* **What is needed**:
Copy out every line of the listing below without changing a single character.

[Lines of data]
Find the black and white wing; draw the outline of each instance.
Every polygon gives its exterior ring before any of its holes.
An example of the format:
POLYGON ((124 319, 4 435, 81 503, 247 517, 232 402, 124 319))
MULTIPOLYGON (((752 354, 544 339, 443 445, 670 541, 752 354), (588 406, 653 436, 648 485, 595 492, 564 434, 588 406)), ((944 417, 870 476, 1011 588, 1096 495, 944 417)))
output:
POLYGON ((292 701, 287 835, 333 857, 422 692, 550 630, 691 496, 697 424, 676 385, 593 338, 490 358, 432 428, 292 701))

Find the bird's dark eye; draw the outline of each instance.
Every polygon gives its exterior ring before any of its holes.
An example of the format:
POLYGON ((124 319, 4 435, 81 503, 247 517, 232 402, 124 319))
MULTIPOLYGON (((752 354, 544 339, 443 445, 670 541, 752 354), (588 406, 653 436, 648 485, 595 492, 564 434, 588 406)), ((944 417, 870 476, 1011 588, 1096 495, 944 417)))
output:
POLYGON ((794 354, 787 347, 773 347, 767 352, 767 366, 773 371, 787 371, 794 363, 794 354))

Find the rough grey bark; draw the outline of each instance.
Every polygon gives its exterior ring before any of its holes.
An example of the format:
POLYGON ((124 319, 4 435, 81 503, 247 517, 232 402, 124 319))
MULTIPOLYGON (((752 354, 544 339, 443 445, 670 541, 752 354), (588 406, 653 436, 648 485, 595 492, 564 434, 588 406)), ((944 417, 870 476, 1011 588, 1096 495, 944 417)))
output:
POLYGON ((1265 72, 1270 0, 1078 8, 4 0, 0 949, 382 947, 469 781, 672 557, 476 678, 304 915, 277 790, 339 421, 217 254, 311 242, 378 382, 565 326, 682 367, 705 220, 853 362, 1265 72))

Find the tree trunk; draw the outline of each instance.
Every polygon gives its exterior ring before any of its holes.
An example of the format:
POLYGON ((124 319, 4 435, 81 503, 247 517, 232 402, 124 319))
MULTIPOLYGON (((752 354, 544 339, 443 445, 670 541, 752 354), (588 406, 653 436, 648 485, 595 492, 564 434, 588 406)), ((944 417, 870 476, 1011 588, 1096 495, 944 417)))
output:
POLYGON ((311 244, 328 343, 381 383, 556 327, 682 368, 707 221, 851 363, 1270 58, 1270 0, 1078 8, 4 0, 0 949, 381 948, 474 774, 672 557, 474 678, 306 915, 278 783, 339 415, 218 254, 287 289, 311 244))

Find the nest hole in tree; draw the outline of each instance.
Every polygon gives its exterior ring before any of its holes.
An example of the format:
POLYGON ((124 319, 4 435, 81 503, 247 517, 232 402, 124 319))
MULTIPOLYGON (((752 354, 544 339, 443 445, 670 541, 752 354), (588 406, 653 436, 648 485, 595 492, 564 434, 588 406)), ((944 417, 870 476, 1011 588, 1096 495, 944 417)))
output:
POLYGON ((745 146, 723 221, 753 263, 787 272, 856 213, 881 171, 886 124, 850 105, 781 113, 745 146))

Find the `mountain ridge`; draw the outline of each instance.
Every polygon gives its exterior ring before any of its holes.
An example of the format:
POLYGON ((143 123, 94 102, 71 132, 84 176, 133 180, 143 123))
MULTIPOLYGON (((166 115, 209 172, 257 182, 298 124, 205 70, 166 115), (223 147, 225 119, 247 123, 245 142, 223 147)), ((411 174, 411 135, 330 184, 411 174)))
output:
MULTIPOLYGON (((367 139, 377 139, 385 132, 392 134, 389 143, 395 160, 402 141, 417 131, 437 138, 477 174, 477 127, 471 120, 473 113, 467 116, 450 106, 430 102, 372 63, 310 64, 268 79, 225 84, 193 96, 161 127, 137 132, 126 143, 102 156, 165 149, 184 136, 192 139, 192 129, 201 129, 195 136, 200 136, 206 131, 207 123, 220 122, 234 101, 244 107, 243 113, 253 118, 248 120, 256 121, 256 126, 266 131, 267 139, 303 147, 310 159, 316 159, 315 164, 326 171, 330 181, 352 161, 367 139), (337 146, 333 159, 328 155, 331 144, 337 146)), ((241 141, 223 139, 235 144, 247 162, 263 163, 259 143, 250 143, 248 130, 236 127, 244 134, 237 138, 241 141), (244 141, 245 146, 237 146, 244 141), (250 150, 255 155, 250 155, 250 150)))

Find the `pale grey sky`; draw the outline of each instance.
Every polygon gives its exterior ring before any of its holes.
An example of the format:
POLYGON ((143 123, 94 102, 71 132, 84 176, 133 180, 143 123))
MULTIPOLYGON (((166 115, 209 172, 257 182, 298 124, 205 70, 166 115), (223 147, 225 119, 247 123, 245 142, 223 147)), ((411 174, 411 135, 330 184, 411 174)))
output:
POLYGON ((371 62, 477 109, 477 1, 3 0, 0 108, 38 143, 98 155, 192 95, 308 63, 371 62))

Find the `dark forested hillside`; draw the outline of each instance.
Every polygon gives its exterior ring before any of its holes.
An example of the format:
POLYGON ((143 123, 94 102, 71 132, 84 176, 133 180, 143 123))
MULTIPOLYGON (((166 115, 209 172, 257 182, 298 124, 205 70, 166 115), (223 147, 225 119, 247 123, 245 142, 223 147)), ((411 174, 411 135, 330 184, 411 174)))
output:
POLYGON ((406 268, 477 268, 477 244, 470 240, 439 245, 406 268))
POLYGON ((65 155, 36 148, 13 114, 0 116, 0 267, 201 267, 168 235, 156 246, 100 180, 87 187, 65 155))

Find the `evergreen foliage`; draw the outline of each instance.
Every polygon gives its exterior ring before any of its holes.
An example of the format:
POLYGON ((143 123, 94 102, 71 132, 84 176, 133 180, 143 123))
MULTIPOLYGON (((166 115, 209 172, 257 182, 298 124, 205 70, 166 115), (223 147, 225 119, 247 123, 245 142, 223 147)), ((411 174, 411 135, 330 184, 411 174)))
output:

* **The solution**:
Find the black and white wing; draw the outline of each instance.
Every polygon gives its exterior ring before any of its holes.
An example of the format:
POLYGON ((124 319, 4 435, 81 503, 247 517, 232 402, 124 319))
MULTIPOLYGON (((752 354, 544 339, 443 445, 670 541, 752 354), (588 406, 653 436, 648 485, 595 492, 564 434, 588 406)), ((944 417, 870 476, 1011 588, 1096 495, 944 417)))
output:
POLYGON ((292 701, 287 835, 333 857, 422 692, 550 630, 691 496, 697 424, 676 385, 593 338, 490 358, 432 428, 292 701))

Find the bird's dark eye; draw the outline of each instance.
Every polygon gives its exterior ring before any of its holes.
An example of the format:
POLYGON ((124 319, 4 435, 81 503, 247 517, 232 402, 124 319))
MULTIPOLYGON (((752 354, 544 339, 443 445, 670 541, 752 354), (588 406, 653 436, 648 485, 595 492, 564 434, 588 406)), ((944 417, 870 476, 1011 588, 1096 495, 944 417)))
output:
POLYGON ((794 354, 787 347, 773 347, 767 352, 767 366, 773 371, 787 371, 794 363, 794 354))

Find the rough grey bark; draw the outline of each instance.
Every polygon gives its exterior ring before any of its holes.
An example of the format:
POLYGON ((124 319, 4 435, 81 503, 247 517, 232 402, 124 319))
MULTIPOLYGON (((752 354, 544 339, 443 445, 670 541, 752 354), (588 406, 653 436, 648 485, 595 492, 564 434, 588 406)), ((944 417, 870 476, 1011 588, 1096 495, 944 417)))
output:
POLYGON ((1265 72, 1270 0, 1078 8, 4 0, 0 949, 382 947, 469 781, 672 557, 476 678, 304 915, 277 790, 339 421, 217 254, 311 242, 378 382, 565 326, 682 367, 705 220, 853 362, 1265 72))

Find the tree trunk; draw the outline of each instance.
Every polygon gives its exterior ring before any of its holes.
An example of the format:
POLYGON ((124 319, 4 435, 81 503, 247 517, 232 402, 124 319))
MULTIPOLYGON (((752 354, 544 339, 443 445, 670 541, 752 354), (588 406, 653 436, 648 485, 595 492, 564 434, 588 406)), ((944 417, 870 476, 1011 588, 1096 495, 944 417)))
output:
POLYGON ((311 244, 328 343, 381 383, 556 327, 682 368, 707 221, 851 363, 1270 58, 1270 0, 1078 8, 4 0, 0 949, 381 948, 474 774, 672 557, 474 678, 306 915, 278 783, 339 415, 218 254, 287 289, 311 244))

Find the nest hole in tree; draw the outline of each instance.
Every polygon gives its exterior ring before any of its holes.
An example of the format:
POLYGON ((124 319, 4 435, 81 503, 247 517, 232 402, 124 319))
MULTIPOLYGON (((752 354, 544 339, 443 445, 670 541, 752 354), (588 406, 653 436, 648 485, 595 492, 564 434, 588 406)), ((944 417, 870 476, 1011 588, 1096 495, 944 417)))
output:
POLYGON ((745 146, 723 221, 753 263, 787 272, 856 213, 881 171, 886 124, 850 105, 781 113, 745 146))

Find the `mountain ridge`; draw the outline of each instance.
Every polygon gives its exterior ring before any of its holes.
An example of the format:
POLYGON ((143 123, 94 102, 71 132, 84 176, 133 180, 143 123))
MULTIPOLYGON (((166 115, 209 172, 257 182, 298 124, 205 70, 166 115), (223 147, 225 119, 247 123, 245 142, 223 147)), ((411 174, 411 135, 330 184, 411 174)))
output:
MULTIPOLYGON (((367 139, 377 139, 385 132, 392 134, 389 143, 395 160, 402 141, 417 131, 437 138, 477 174, 477 127, 471 120, 473 113, 467 116, 450 106, 430 102, 372 63, 310 64, 268 79, 225 84, 193 96, 161 127, 137 132, 126 143, 102 156, 165 149, 184 136, 192 139, 192 129, 201 129, 195 136, 200 136, 206 131, 207 123, 220 122, 234 101, 244 107, 243 113, 253 118, 248 120, 256 121, 256 126, 266 131, 267 139, 303 147, 310 159, 316 159, 315 164, 326 171, 330 181, 352 161, 367 139), (337 146, 333 159, 328 155, 331 144, 337 146)), ((241 141, 223 139, 235 144, 247 162, 263 163, 259 143, 250 143, 248 130, 236 127, 244 134, 237 138, 241 141), (244 141, 245 146, 237 146, 244 141), (250 150, 255 155, 250 155, 250 150)))

Find the `pale grey sky`; draw the outline of each instance.
Every polygon gives its exterior ring before any of its holes.
An example of the format:
POLYGON ((143 123, 94 102, 71 132, 84 176, 133 180, 143 123))
MULTIPOLYGON (((166 115, 209 172, 257 182, 298 124, 205 70, 166 115), (223 147, 225 119, 247 123, 245 142, 223 147)), ((411 174, 411 135, 330 184, 411 174)))
output:
POLYGON ((371 62, 477 109, 477 1, 3 0, 0 108, 38 143, 98 155, 192 95, 308 63, 371 62))

Find the `dark forested hillside`; draw the outline of each instance.
Every polygon gives its exterior ring before any of its holes.
An example of the format:
POLYGON ((143 123, 94 102, 71 132, 84 176, 133 180, 143 123))
MULTIPOLYGON (((166 115, 209 172, 257 182, 298 124, 205 70, 166 115), (223 147, 225 119, 247 123, 245 142, 223 147)), ((411 174, 411 135, 330 184, 411 174)))
output:
POLYGON ((406 268, 477 268, 477 244, 470 240, 439 245, 406 268))
POLYGON ((65 155, 36 148, 13 114, 0 116, 0 267, 201 267, 168 235, 156 246, 100 180, 87 187, 65 155))

Find the `evergreen foliage`; draw the outline of each instance.
Every polygon gives its exterior ring before any of its holes.
An example of the format:
POLYGON ((143 123, 94 102, 71 132, 84 176, 133 180, 143 123))
MULTIPOLYGON (((166 115, 209 172, 257 182, 298 124, 205 70, 166 115), (223 147, 225 119, 247 123, 245 142, 223 147)), ((411 174, 411 135, 330 184, 411 174)))
output:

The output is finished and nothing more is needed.